> **PAGE EXTRACT**
START

Friday, February 27, 2004

Marriage, Society, and the Latter-day Saints

For a long time, the same-sex marriage issue was one I didn’t particularly want to discuss. Many people who discuss the issue utterly fail to persuade me, and many people who endorse views close to my own either endorse views anathematic to me or defend their views so speciously that I want to disagree with them. I also was unconvinced that the issue was significant enough in the short-term sense to justify spending tons of time on it.

Strangely, recent events have begun to change my mind. I don’t mean that in the trite “oh look at what MA/SF is doing, I’m shocked into action” sense of the phrase, though I’m sure it could come across that way. Those developments neither terribly surprised nor terribly threatened me. President Bush’s endorsement of a Constitutional amendment was more surprising, and adds an element of urgency to matters (see below). However, in all of the reaction and hubbub surrounding these issues, my views began to change in some ways that I think are important. The issue of same-sex marriage has become more relevant to me, not in and of itself, but as a catalyst or flashpoint in evaluating how society deals with marriage and the family.

I’ve heard comments to the effect that ‘even the Brethren who participating in warning the Church about the decline of the family through writing the Family Proclamation have been shocked by developments since 1995.’ I’d always taken such statements with a grain of salt, partly because things didn’t seem demonstrably worse, at least not in any ways that weren’t more or less obvious projections of existing trendlines. However, I think the FP does serve as an important warning, as many of those trendlines are decidedly negative. In essence, members of the Church do not seem to be doing an adequate job in either maintaining their own families or in defending family-friendly policies. I think, by and large, we don’t even understand the relationships between family, society, and law well enough to convincingly defend our position (such as it is). Until we know what we believe, why we believe it, and how we can best put our beliefs into action, we are severely limited in our ability to do much more than sit back and whine about how bad society is getting (an activity which has always utterly failed to impress me as productive).

END

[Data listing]
START

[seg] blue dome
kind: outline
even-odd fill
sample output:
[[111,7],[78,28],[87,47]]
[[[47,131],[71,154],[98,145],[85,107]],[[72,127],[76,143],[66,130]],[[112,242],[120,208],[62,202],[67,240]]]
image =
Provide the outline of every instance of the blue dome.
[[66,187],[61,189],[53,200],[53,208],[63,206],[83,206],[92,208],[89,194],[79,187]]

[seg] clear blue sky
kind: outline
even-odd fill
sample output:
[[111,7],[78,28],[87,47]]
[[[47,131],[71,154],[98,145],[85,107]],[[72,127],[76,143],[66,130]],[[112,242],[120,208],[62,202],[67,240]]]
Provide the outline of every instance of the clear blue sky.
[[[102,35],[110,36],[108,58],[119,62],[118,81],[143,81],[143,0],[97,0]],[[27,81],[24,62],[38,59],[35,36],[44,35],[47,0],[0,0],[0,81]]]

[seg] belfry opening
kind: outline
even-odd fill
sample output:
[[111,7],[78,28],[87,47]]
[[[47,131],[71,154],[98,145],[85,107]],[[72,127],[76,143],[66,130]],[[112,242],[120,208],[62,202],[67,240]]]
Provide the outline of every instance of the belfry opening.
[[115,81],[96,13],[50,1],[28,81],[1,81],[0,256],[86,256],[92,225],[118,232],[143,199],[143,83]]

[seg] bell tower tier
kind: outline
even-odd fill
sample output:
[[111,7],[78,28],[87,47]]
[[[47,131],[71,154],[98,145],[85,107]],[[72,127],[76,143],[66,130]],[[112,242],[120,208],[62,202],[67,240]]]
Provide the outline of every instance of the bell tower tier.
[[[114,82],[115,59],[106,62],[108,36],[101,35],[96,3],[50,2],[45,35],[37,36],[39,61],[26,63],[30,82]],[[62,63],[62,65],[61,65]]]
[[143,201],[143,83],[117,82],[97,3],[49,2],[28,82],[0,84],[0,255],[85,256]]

END

> **GIVEN REQUEST 1**
Copy out the records verbatim, beginning at the line that has "[seg] belfry opening" and stopping after the final line of the records.
> **GIVEN REQUEST 2**
Write the next part of the post on marriage and the Latter-day Saints, picking up after its last sentence.
The records are unrelated to the post on marriage and the Latter-day Saints.

> **EXPECTED OUTPUT 1**
[seg] belfry opening
kind: outline
even-odd fill
sample output:
[[111,7],[78,28],[87,47]]
[[[47,131],[71,154],[98,145],[85,107]],[[72,127],[76,143],[66,130]],[[112,242],[120,208],[62,202],[67,240]]]
Provide the outline of every instance of the belfry opening.
[[115,81],[96,13],[50,1],[28,81],[1,81],[0,256],[86,256],[92,225],[118,232],[143,199],[143,83]]

[seg] bell tower tier
kind: outline
even-odd fill
sample output:
[[111,7],[78,28],[87,47]]
[[[47,131],[71,154],[98,145],[85,107]],[[72,127],[76,143],[66,130]],[[112,242],[120,208],[62,202],[67,240]]]
Provide the outline of every instance of the bell tower tier.
[[[114,82],[115,59],[106,62],[108,36],[101,35],[96,3],[50,2],[45,35],[37,36],[39,61],[26,63],[30,82]],[[62,63],[62,65],[61,65]]]
[[143,201],[143,83],[117,82],[97,3],[49,2],[28,82],[0,84],[0,255],[85,256]]

> **EXPECTED OUTPUT 2**
A few related insights:

*Viewing the issue as a ‘culture war’ strikes me as unproductive. We do believe that Satan is working to undermine mankind. However, we also believe that we are not called to judge who is being influenced by Satan and to what degree. If we cannot find common ground with those not of our faith, and if we cannot manage to express our preferences in terms they will understand, we will not only contribute to hostility and misunderstanding, but we will likely fail to convince enough others to share our policy preferences to enact them into law (or prevent them from being overturned). Remaking society in an image more to our liking is a participatory process, not a withdrawing process. We cannot be overwhelmed by or take our cues from the world, but we are called to interact with the world on many significant levels on a constant basis. Instead of overly polarizing our view of our ‘enemies,’ we should look for ways to keep them from being our enemies.

*Many members of the Church are likely in a bubble with respect to family related issues. I grew up in a fairly healthy home and took it for granted. The older I got, the more gradually aware I became that others not only had quite different views of the world/morality/etc, but had formative experiences shaped in vastly different ways. For me, a strong marriage, a large family, and extensive extended family ties are the norm. This is not the case for large segments of society today, which, to a degree, puts me at a disadvantage in understanding others. As long as I take my upbringing for granted as ‘normal,’ I will not only be handicapped in communicating with others who do not share my narrow frame of reference, but I will fail to see the extent of the social problems caused by unhealthy deviations from what I consider to be the norm.
**Corollary: To the extent that significant numbers of BYU students have less experience with divorce and no experience with people who deal with same-sex attraction, their views on these subjects will be unrefined and possibly misguided, in the absence of a deliberate attempt to educate themselves on the issues.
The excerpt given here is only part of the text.